## Excerpt provided
******************************

Alternative triple-keying

Question

Alternative triple-keying

annevk opened this issue 5 years ago · comments

Did you consider always using the second-level frame as the third key? https://bugzilla.mozilla.org/show_bug.cgi?id=1558932#c3 outlines rationale for doing it that way.

Josh Karlin · Answer 1 · Sat Jan 25 2020 04:01:47 GMT+0800 (China Standard Time)

I don't understand the bug. How does A get to attack B and C's caches? A only gets to attack AA, not AB or AC as they're different partitions.

Anne van Kesteren · Answer 2 · Thu Jan 30 2020 15:06:42 GMT+0800 (China Standard Time)

A can create another frame and load B in there (which will use A+B) and time navigations.

Josh Karlin · Answer 3 · Thu Jan 30 2020 20:35:28 GMT+0800 (China Standard Time)

Sorry, I'm still not following. Can you describe the attack you're considering in more detail?

Anne van Kesteren · Answer 4 · Thu Jan 30 2020 21:00:58 GMT+0800 (China Standard Time)

https://a.example.com/ embeds https://b.example.com/ where the user logs in. https://b.example.com/ loads some specific images based on the user's logged in state. https://a.example.com/ creates a second frame where it times these images.

******************************

## Excerpted data

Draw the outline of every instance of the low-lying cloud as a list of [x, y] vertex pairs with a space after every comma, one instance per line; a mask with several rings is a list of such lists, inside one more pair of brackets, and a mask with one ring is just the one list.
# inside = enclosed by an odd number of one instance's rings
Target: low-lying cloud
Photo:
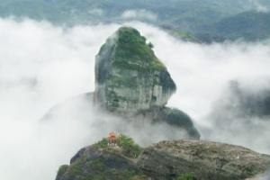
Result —
[[145, 9], [126, 10], [122, 13], [122, 18], [125, 20], [156, 21], [158, 19], [158, 14]]
[[[157, 56], [167, 66], [178, 87], [168, 105], [190, 114], [202, 138], [270, 153], [262, 145], [269, 136], [261, 136], [260, 141], [252, 144], [246, 129], [248, 126], [241, 122], [241, 139], [231, 140], [230, 130], [214, 136], [220, 128], [211, 120], [213, 105], [226, 96], [224, 88], [230, 81], [238, 80], [250, 91], [269, 87], [267, 42], [194, 44], [148, 24], [128, 24], [138, 28], [154, 44]], [[182, 136], [163, 133], [152, 139], [150, 134], [158, 132], [158, 128], [164, 132], [165, 128], [170, 131], [170, 127], [146, 124], [148, 131], [141, 137], [133, 129], [125, 129], [117, 118], [92, 111], [84, 99], [68, 104], [68, 99], [94, 89], [94, 56], [119, 27], [100, 24], [67, 29], [46, 22], [0, 19], [0, 179], [54, 179], [58, 166], [68, 163], [80, 148], [118, 128], [114, 126], [121, 125], [122, 131], [141, 144], [149, 143], [143, 141], [147, 137], [154, 142]], [[67, 105], [54, 116], [57, 121], [40, 122], [52, 106], [65, 101]], [[79, 115], [74, 114], [76, 109], [80, 110]], [[102, 128], [101, 122], [104, 122]], [[267, 127], [260, 133], [270, 131]]]

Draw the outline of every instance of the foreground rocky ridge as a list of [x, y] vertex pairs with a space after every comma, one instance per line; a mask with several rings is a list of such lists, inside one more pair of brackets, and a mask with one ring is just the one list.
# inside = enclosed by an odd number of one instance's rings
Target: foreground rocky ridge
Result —
[[107, 147], [104, 140], [82, 148], [59, 168], [56, 180], [231, 180], [252, 178], [270, 167], [270, 156], [239, 146], [172, 140], [140, 148], [129, 140], [126, 146]]

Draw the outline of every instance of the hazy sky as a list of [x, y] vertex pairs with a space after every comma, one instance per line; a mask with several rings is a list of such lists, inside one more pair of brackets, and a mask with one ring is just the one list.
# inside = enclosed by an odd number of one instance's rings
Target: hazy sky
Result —
[[[264, 132], [270, 131], [270, 126], [263, 130], [260, 140], [253, 143], [240, 122], [243, 130], [239, 139], [231, 140], [230, 131], [218, 136], [219, 127], [212, 125], [209, 116], [230, 80], [239, 80], [250, 91], [269, 87], [268, 42], [200, 45], [176, 40], [151, 25], [129, 25], [138, 28], [154, 44], [156, 55], [176, 83], [177, 92], [168, 105], [187, 112], [200, 130], [216, 130], [212, 135], [202, 134], [202, 138], [270, 153], [264, 146], [269, 137]], [[91, 110], [82, 114], [87, 117], [83, 121], [68, 118], [72, 117], [68, 108], [85, 110], [87, 106], [84, 102], [68, 103], [57, 112], [58, 122], [40, 126], [40, 118], [55, 104], [94, 90], [94, 56], [119, 27], [110, 24], [63, 29], [46, 22], [0, 19], [0, 179], [54, 179], [61, 164], [68, 163], [80, 148], [96, 141], [110, 130], [111, 126], [101, 127], [93, 121], [104, 114]], [[111, 118], [106, 118], [105, 124], [113, 126]], [[161, 126], [148, 125], [146, 129], [158, 131], [164, 129]], [[169, 127], [165, 129], [170, 131]], [[133, 129], [126, 130], [135, 134]], [[139, 142], [145, 139], [134, 136]], [[171, 136], [163, 134], [149, 141]]]

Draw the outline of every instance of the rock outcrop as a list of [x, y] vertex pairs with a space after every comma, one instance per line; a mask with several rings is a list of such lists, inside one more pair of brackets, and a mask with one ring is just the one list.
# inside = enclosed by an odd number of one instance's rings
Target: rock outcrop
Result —
[[199, 139], [192, 119], [166, 107], [176, 86], [152, 44], [130, 27], [120, 28], [104, 44], [95, 59], [94, 102], [103, 109], [125, 117], [141, 115], [165, 122]]
[[166, 106], [176, 86], [152, 48], [153, 45], [136, 29], [120, 28], [96, 55], [94, 92], [57, 105], [43, 119], [50, 119], [53, 114], [57, 116], [58, 109], [63, 109], [67, 104], [80, 106], [80, 101], [85, 98], [91, 104], [84, 103], [83, 109], [74, 112], [68, 108], [70, 114], [75, 116], [72, 119], [81, 119], [80, 114], [85, 114], [83, 111], [89, 105], [97, 108], [96, 112], [127, 122], [141, 123], [143, 120], [147, 123], [162, 124], [165, 129], [174, 129], [176, 132], [172, 133], [177, 134], [174, 137], [176, 139], [200, 139], [189, 115]]
[[176, 89], [151, 44], [133, 28], [120, 28], [96, 56], [96, 100], [109, 111], [127, 113], [164, 106]]
[[82, 148], [69, 166], [59, 168], [56, 180], [238, 180], [270, 167], [270, 156], [238, 146], [174, 140], [141, 149], [126, 140], [125, 146], [107, 147], [104, 140]]

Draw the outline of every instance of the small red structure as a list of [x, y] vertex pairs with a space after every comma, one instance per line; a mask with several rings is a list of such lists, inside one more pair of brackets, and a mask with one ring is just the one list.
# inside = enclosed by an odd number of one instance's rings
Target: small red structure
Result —
[[116, 146], [117, 142], [117, 135], [115, 132], [110, 132], [108, 135], [108, 145], [109, 146]]

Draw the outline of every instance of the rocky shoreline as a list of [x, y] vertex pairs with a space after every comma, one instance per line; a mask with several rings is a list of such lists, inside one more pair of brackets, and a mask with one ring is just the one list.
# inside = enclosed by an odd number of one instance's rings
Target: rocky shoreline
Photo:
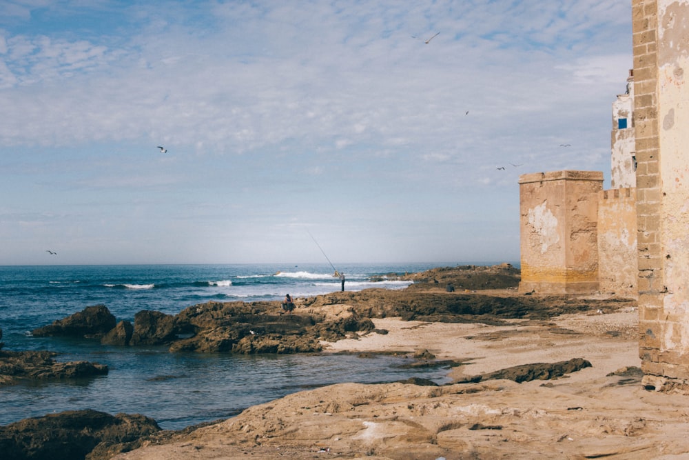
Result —
[[[134, 324], [127, 325], [126, 321], [117, 322], [105, 306], [94, 306], [37, 328], [34, 331], [37, 335], [71, 334], [122, 346], [164, 343], [171, 352], [394, 351], [415, 356], [421, 366], [442, 363], [455, 368], [454, 381], [449, 385], [438, 386], [433, 382], [413, 379], [373, 386], [332, 386], [249, 408], [227, 421], [180, 432], [161, 430], [154, 421], [151, 425], [143, 417], [136, 428], [138, 432], [132, 428], [126, 436], [94, 437], [88, 443], [94, 448], [85, 457], [63, 458], [107, 459], [119, 454], [116, 458], [165, 460], [238, 459], [247, 455], [321, 458], [318, 456], [324, 454], [336, 458], [488, 459], [495, 458], [493, 454], [504, 449], [495, 450], [495, 446], [484, 445], [472, 437], [497, 433], [505, 438], [501, 441], [504, 447], [513, 448], [506, 451], [510, 452], [508, 457], [553, 458], [552, 449], [543, 450], [546, 453], [542, 457], [519, 454], [517, 448], [525, 446], [524, 440], [508, 436], [508, 423], [497, 421], [500, 417], [496, 414], [505, 415], [506, 406], [492, 415], [488, 409], [502, 397], [495, 398], [497, 395], [511, 392], [525, 401], [531, 401], [535, 407], [548, 400], [566, 399], [559, 391], [546, 391], [564, 388], [566, 384], [538, 381], [571, 383], [583, 378], [576, 376], [582, 375], [593, 377], [591, 382], [595, 383], [588, 383], [591, 388], [643, 392], [637, 367], [638, 357], [634, 356], [633, 347], [630, 346], [636, 345], [638, 335], [633, 323], [635, 310], [633, 299], [519, 293], [516, 291], [519, 271], [508, 264], [438, 268], [389, 276], [406, 277], [415, 283], [400, 291], [371, 289], [298, 299], [294, 312], [285, 314], [280, 314], [279, 302], [209, 303], [189, 307], [177, 315], [144, 310], [137, 313]], [[601, 321], [604, 318], [624, 318], [625, 325], [607, 324]], [[563, 320], [566, 323], [560, 323], [561, 319], [566, 319]], [[582, 323], [577, 322], [579, 319]], [[584, 327], [584, 323], [589, 326]], [[515, 341], [520, 337], [526, 341], [515, 347]], [[566, 350], [572, 344], [576, 346]], [[532, 350], [533, 346], [539, 347], [538, 352]], [[526, 347], [529, 353], [521, 354], [520, 347]], [[604, 350], [592, 353], [590, 350], [597, 347]], [[562, 352], [555, 352], [561, 348]], [[617, 353], [619, 356], [612, 351], [620, 349], [624, 352]], [[5, 354], [21, 352], [0, 352], [3, 354], [0, 356], [1, 374], [7, 368], [2, 366]], [[484, 356], [478, 357], [480, 354]], [[610, 367], [613, 361], [615, 366], [621, 365], [603, 373], [601, 368]], [[569, 391], [586, 392], [568, 388], [565, 394]], [[475, 407], [475, 414], [471, 417], [462, 415], [464, 410], [449, 410], [460, 404], [457, 401], [465, 399], [471, 399], [473, 401], [471, 404], [485, 407]], [[581, 411], [586, 407], [572, 404]], [[526, 406], [517, 412], [526, 414], [536, 410], [528, 408], [529, 403]], [[548, 410], [544, 410], [539, 417], [548, 419]], [[579, 409], [569, 411], [566, 408], [564, 413], [590, 415]], [[431, 414], [435, 414], [429, 419]], [[41, 438], [44, 432], [41, 423], [54, 423], [62, 415], [51, 414], [50, 420], [46, 416], [0, 427], [0, 449], [19, 452], [3, 448], [32, 446], [26, 441], [27, 437], [30, 437], [27, 433], [33, 432], [37, 439]], [[89, 421], [89, 417], [94, 414], [84, 415], [88, 417], [84, 417], [82, 428], [90, 430], [93, 422]], [[103, 414], [96, 418], [102, 420], [106, 416], [115, 417], [110, 419], [113, 426], [117, 426], [123, 417], [143, 417]], [[75, 418], [73, 413], [65, 417], [72, 421]], [[523, 415], [511, 417], [516, 419]], [[21, 425], [29, 423], [28, 421], [33, 421], [31, 428]], [[132, 427], [135, 425], [127, 423]], [[550, 423], [557, 425], [553, 420]], [[410, 428], [414, 426], [416, 428]], [[57, 432], [54, 427], [50, 429], [51, 432]], [[613, 432], [618, 429], [610, 428]], [[635, 432], [648, 431], [639, 428]], [[23, 438], [19, 432], [23, 433]], [[562, 458], [560, 454], [566, 450], [562, 442], [553, 441], [559, 449], [555, 457]], [[29, 450], [21, 452], [10, 458], [43, 458], [30, 456]]]

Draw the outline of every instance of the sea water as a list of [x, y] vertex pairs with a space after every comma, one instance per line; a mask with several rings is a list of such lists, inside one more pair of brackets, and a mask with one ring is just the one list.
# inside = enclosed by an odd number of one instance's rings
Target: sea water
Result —
[[[402, 289], [389, 273], [449, 264], [354, 264], [338, 267], [345, 290]], [[176, 430], [225, 419], [291, 392], [343, 382], [411, 377], [449, 381], [446, 369], [412, 370], [408, 359], [307, 354], [170, 353], [164, 346], [120, 347], [98, 341], [34, 337], [30, 331], [88, 306], [103, 304], [117, 321], [142, 310], [176, 314], [210, 301], [280, 300], [340, 290], [327, 264], [0, 266], [4, 350], [48, 350], [60, 361], [107, 365], [107, 375], [0, 387], [0, 425], [64, 410], [139, 413]]]

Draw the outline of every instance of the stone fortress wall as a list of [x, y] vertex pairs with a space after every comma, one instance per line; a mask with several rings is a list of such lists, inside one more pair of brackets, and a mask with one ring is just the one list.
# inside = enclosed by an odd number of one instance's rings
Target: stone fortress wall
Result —
[[689, 394], [689, 2], [632, 0], [632, 20], [612, 189], [596, 172], [520, 177], [520, 290], [637, 298], [643, 384]]

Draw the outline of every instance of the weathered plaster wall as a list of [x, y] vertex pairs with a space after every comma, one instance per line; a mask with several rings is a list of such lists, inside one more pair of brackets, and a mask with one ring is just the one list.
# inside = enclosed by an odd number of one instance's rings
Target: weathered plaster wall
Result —
[[520, 177], [520, 290], [598, 290], [597, 220], [603, 173], [555, 171]]
[[689, 392], [689, 2], [632, 6], [639, 354], [644, 384]]
[[[630, 71], [630, 74], [633, 74]], [[635, 167], [635, 130], [632, 117], [634, 103], [634, 77], [627, 79], [627, 92], [618, 94], [613, 103], [613, 130], [610, 132], [610, 185], [612, 188], [637, 186]], [[624, 119], [627, 127], [619, 128], [619, 121]]]
[[635, 188], [598, 194], [598, 280], [601, 292], [636, 299], [637, 192]]

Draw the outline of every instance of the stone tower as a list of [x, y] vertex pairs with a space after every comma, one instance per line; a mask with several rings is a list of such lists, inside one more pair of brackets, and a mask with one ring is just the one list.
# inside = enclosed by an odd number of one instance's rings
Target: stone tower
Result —
[[633, 0], [644, 383], [689, 392], [689, 3]]

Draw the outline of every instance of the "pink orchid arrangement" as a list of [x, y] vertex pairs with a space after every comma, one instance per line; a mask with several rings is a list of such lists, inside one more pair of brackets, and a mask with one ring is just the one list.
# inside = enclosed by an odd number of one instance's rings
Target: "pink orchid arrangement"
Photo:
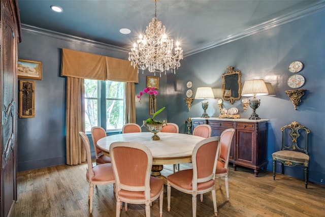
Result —
[[155, 95], [157, 96], [158, 94], [158, 91], [156, 90], [156, 88], [155, 87], [147, 87], [143, 89], [143, 91], [140, 91], [138, 96], [137, 96], [137, 98], [139, 99], [139, 102], [141, 102], [141, 97], [143, 95], [143, 94], [148, 94], [149, 95]]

******************************

## Problem set
- 1) Translate this sentence from the triple-keying thread into Spanish: "A can create another frame and load B in there (which will use A+B) and time navigations."
- 2) From the triple-keying thread, extract the passage starting at "A can create" up to and including "20:35:28 GMT+0800 (China Standard Time)".
- 3) In the triple-keying thread, Josh Karlin says A can attack only AA and not AB or AC. In one to three sentences, explain the reason he gives.

## Final results
- 1) A puede crear otro marco y cargar B allí (lo cual usará A+B) y medir el tiempo de las navegaciones.

- 2)
A can create another frame and load B in there (which will use A+B) and time navigations.

Josh Karlin · Answer 3 · Thu Jan 30 2020 20:35:28 GMT+0800 (China Standard Time)

- 3) He says A cannot attack AB or AC because they are different partitions. A's reach is limited to its own partition, AA.